• _Problem_: So that nothing is lost, restate each entry exactly as supplied.

[Referring expression data]
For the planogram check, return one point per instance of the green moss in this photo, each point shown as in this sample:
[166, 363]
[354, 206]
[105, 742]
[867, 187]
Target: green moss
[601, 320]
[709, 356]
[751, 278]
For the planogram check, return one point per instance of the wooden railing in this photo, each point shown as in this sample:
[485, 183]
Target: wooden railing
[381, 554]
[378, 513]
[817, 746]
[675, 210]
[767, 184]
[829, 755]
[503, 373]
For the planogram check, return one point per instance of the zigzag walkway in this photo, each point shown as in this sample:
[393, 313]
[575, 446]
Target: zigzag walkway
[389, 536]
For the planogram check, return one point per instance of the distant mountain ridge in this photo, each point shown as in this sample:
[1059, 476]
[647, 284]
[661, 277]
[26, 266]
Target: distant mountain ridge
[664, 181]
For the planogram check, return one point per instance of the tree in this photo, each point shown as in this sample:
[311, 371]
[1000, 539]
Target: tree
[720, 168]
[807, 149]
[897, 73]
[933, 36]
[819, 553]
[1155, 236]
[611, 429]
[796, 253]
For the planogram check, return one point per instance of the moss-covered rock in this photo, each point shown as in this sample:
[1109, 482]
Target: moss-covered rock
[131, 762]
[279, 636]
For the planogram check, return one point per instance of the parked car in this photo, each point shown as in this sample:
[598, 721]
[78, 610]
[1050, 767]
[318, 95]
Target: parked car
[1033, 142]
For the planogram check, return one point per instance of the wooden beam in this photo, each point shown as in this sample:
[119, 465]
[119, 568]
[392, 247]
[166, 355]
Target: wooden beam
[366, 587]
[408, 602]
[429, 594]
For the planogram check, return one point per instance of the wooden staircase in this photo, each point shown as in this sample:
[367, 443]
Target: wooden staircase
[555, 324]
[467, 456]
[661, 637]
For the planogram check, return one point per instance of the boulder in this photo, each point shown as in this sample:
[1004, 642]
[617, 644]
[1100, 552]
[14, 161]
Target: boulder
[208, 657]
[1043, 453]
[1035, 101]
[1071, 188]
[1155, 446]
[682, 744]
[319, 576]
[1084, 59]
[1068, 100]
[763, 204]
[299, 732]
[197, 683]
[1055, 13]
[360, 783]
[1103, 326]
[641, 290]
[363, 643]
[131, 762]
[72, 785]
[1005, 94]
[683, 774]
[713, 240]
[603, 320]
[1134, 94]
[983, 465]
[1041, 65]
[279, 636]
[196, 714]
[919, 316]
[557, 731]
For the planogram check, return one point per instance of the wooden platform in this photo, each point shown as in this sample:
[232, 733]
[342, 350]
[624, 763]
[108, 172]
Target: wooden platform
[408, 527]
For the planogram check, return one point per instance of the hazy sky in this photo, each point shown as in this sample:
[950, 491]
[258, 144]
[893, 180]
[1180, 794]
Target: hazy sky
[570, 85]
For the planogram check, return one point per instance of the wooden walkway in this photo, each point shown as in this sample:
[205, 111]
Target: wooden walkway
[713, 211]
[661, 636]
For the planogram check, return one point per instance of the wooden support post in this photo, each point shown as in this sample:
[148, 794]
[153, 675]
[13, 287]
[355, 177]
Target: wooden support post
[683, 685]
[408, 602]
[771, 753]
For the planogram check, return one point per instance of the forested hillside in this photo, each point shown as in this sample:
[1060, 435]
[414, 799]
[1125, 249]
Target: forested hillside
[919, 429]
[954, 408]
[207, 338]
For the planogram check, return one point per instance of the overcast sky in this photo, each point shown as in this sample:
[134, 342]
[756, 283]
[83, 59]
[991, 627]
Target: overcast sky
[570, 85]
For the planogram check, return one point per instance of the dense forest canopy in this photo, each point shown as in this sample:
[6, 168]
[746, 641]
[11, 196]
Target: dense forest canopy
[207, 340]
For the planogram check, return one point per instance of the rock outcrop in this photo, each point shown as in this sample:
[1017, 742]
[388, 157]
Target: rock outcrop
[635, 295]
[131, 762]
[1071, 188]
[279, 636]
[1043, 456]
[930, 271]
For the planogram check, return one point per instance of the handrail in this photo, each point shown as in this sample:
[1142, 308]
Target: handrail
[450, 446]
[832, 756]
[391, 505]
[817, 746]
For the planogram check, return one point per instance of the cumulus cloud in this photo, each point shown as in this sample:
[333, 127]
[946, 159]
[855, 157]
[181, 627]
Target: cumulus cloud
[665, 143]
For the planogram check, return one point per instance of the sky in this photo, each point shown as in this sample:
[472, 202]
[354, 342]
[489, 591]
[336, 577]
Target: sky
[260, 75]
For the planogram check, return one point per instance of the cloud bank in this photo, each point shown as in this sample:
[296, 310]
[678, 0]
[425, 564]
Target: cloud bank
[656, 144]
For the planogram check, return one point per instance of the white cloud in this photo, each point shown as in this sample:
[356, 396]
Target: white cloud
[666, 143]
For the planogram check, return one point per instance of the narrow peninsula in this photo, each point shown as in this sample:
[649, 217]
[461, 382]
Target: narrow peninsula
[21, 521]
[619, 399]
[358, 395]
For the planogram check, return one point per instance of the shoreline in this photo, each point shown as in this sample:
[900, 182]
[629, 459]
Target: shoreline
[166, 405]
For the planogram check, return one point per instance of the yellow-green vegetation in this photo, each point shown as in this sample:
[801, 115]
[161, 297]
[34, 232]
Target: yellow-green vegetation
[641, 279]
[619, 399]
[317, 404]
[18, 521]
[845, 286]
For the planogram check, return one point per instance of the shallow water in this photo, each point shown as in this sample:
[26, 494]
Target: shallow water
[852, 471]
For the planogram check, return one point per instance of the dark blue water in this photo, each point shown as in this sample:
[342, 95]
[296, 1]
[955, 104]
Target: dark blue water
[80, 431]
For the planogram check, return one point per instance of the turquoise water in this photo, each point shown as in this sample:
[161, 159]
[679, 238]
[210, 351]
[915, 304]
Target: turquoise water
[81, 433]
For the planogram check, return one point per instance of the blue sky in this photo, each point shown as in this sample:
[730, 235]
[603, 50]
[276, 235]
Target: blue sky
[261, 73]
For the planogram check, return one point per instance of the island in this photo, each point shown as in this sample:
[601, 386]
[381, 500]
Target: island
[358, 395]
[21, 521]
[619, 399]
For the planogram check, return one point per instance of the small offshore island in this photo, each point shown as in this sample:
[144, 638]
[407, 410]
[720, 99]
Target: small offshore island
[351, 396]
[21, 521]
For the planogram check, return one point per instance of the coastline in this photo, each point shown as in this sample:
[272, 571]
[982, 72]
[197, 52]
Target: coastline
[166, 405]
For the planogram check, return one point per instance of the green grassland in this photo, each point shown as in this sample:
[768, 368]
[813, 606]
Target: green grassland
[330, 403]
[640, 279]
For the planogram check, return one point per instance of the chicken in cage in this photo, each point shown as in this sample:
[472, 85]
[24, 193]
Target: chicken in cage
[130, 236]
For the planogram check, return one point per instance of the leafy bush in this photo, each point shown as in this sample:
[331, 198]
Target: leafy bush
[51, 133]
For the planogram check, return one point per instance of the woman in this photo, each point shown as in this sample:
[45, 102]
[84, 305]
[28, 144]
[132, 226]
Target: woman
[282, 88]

• _Solution_:
For the planogram check, return one point per instance of the green moss in this photo, each point shown as in this sample:
[166, 363]
[354, 206]
[105, 742]
[867, 187]
Target: green moss
[601, 320]
[709, 356]
[751, 278]
For the planogram check, return one point per instance of the wooden railing in this photo, each point shown as in this sample:
[485, 183]
Target: wooden railing
[381, 554]
[378, 513]
[817, 746]
[675, 210]
[767, 184]
[829, 755]
[503, 373]
For the planogram check, return one point per instance of the zigzag walkway in this photo, each point shown as in this sample:
[393, 313]
[575, 446]
Target: zigzag walkway
[389, 536]
For the planogram check, return one point per instance of the distant mountain ridge in this photo, each point shown as in this sample:
[1059, 476]
[647, 284]
[661, 277]
[26, 266]
Target: distant mountain ridge
[664, 181]
For the planogram check, return one point per instance of the tree in this photo, each point shown as in this sample:
[311, 371]
[1000, 539]
Target: tree
[720, 168]
[807, 149]
[897, 73]
[933, 36]
[819, 553]
[1155, 236]
[611, 429]
[796, 253]
For the planogram check, return one point per instance of the moss-covered rock in this photo, each point shown as in this sample:
[1109, 482]
Target: moss-covered rock
[131, 762]
[279, 636]
For the planogram check, return one point per instance of the parked car in this photo, each point shown as in this sample:
[598, 721]
[78, 610]
[1050, 767]
[318, 95]
Target: parked car
[1033, 142]
For the planogram check, return one point per instance of the wooden beam in this photo, each point shown as in this sample:
[119, 465]
[119, 568]
[392, 247]
[166, 355]
Target: wooden beam
[366, 587]
[408, 602]
[429, 594]
For the planogram check, return one point per instance of the wooden staircase in this photo, each point shown as in this sample:
[367, 443]
Target: wooden staircase
[555, 324]
[467, 456]
[661, 637]
For the planogram check, return one point per instance of the boulder in this photo, each point shown as in this sample:
[1004, 642]
[617, 644]
[1100, 552]
[14, 161]
Target: boulder
[208, 657]
[1043, 453]
[1035, 101]
[1071, 188]
[1155, 446]
[682, 744]
[319, 576]
[1084, 59]
[1068, 100]
[763, 204]
[299, 732]
[197, 683]
[1055, 13]
[360, 783]
[1103, 326]
[641, 290]
[363, 643]
[131, 762]
[72, 785]
[1005, 94]
[683, 774]
[713, 240]
[603, 320]
[1134, 94]
[983, 465]
[1041, 65]
[279, 636]
[196, 714]
[919, 316]
[557, 731]
For the planogram check, return one point per instance of the wooden platform in this photo, each point shown as in this sample:
[232, 733]
[342, 350]
[624, 763]
[108, 172]
Target: wooden platform
[408, 527]
For the planogram check, return one point per instance of the hazy sky in this photo, each point shown as in this sample:
[950, 491]
[258, 144]
[893, 180]
[1180, 794]
Target: hazy sky
[570, 85]
For the planogram check, return one point per instance of the wooden walkway in this photo, each point shown as in this sample:
[205, 111]
Target: wooden walkway
[713, 211]
[661, 636]
For the planogram check, return one point per instance of the wooden support post in this photo, each point shown as in this sample:
[148, 794]
[153, 675]
[13, 287]
[355, 177]
Target: wooden support post
[683, 685]
[408, 602]
[771, 753]
For the planogram check, return one point per instance of the forested hillside in this photo, each point shown as in this sample:
[1060, 435]
[414, 799]
[1125, 249]
Target: forested hillside
[919, 429]
[954, 408]
[207, 338]
For the planogram check, return one point per instance of the overcast sky in this photo, each point shown as in this sample:
[134, 342]
[756, 283]
[83, 59]
[991, 627]
Target: overcast sky
[570, 85]
For the planogram check, return one point per instance of the dense forest canopy in this photo, each point shown as in this sample:
[6, 168]
[746, 641]
[11, 196]
Target: dense forest canopy
[207, 340]
For the planogram check, return one point per instance of the rock outcrop in this photo, each point shown as in this sample:
[1017, 742]
[388, 157]
Target: rock outcrop
[635, 295]
[131, 762]
[1071, 188]
[279, 636]
[1043, 456]
[930, 271]
For the planogram check, return one point per instance of the handrail in this photo, each point shown as in this sample:
[1142, 308]
Target: handrail
[450, 446]
[832, 756]
[391, 505]
[817, 746]
For the planogram check, return one point per instance of the cumulus cloud in this photo, each point shown as in this sample:
[333, 127]
[946, 159]
[855, 157]
[181, 627]
Target: cumulus cloud
[665, 143]
For the planogram check, return one point per instance of the sky in this photo, each point shown as in this sample:
[472, 202]
[354, 342]
[489, 591]
[336, 577]
Target: sky
[260, 75]
For the planogram check, return one point per instance of the cloud bank in this photo, each point shown as in this sample:
[296, 310]
[678, 0]
[425, 564]
Target: cloud bank
[656, 144]
For the planogram check, return one point per instance of the white cloud in this photo, each point shown as in this sample:
[356, 396]
Target: white cloud
[666, 143]
For the planogram check, return one point per instance of the narrow peninsula in this photo, each point shown as in this sample:
[649, 217]
[461, 382]
Target: narrow peninsula
[21, 521]
[619, 399]
[358, 395]
For the planogram check, return one point per instance of the shoreline in this photo, each point shown as in this sample:
[900, 182]
[629, 459]
Target: shoreline
[166, 405]
For the planogram check, return one point per instance of the yellow-green vegetation in this photo, each point shown as in this sample:
[801, 115]
[161, 297]
[34, 232]
Target: yellow-green vegetation
[641, 279]
[619, 399]
[317, 404]
[18, 521]
[845, 286]
For the planogram check, return one point per instance of the shallow water in this photo, each point shown as in this sample:
[26, 494]
Target: shallow water
[852, 471]
For the planogram check, return one point per instance of the dark blue water in this photo, each point shown as in this sample:
[342, 95]
[296, 1]
[955, 104]
Target: dark blue water
[80, 431]
For the planogram check, return one point per instance of the turquoise water in this photo, each point shown as in this sample:
[161, 159]
[679, 238]
[210, 351]
[915, 304]
Target: turquoise water
[81, 433]
For the planogram check, return one point per instance of the blue sky in this photo, each point shown as in this sample:
[730, 235]
[603, 50]
[276, 235]
Target: blue sky
[261, 73]
For the planogram check, return one point per instance of the island in this photo, each point shown as in this sample:
[601, 386]
[381, 500]
Target: island
[358, 395]
[21, 521]
[619, 399]
For the planogram check, return one point per instance of the small offshore island in this photo, each point shown as in this sample:
[144, 638]
[407, 410]
[720, 99]
Target: small offshore island
[351, 396]
[21, 521]
For the planogram check, return one point per instance of the coastline in this photo, each point shown as in this sample:
[272, 571]
[982, 72]
[197, 52]
Target: coastline
[166, 405]
For the planogram check, return one point per instance of the green grassland in this photo, each point shown as in this sample:
[768, 368]
[813, 606]
Target: green grassland
[330, 403]
[640, 279]
For the planogram check, return one point per instance of the chicken in cage in this photo, each point shown as in this sample:
[472, 85]
[24, 193]
Target: chicken in cage
[130, 236]
For the planogram check, return one point per instance of the leafy bush in this photo, each point shown as in this sample:
[331, 198]
Target: leafy bush
[51, 133]
For the planogram check, return one point per instance of the woman in this photo, each point shown as in this sample:
[45, 102]
[84, 305]
[28, 144]
[132, 226]
Target: woman
[282, 88]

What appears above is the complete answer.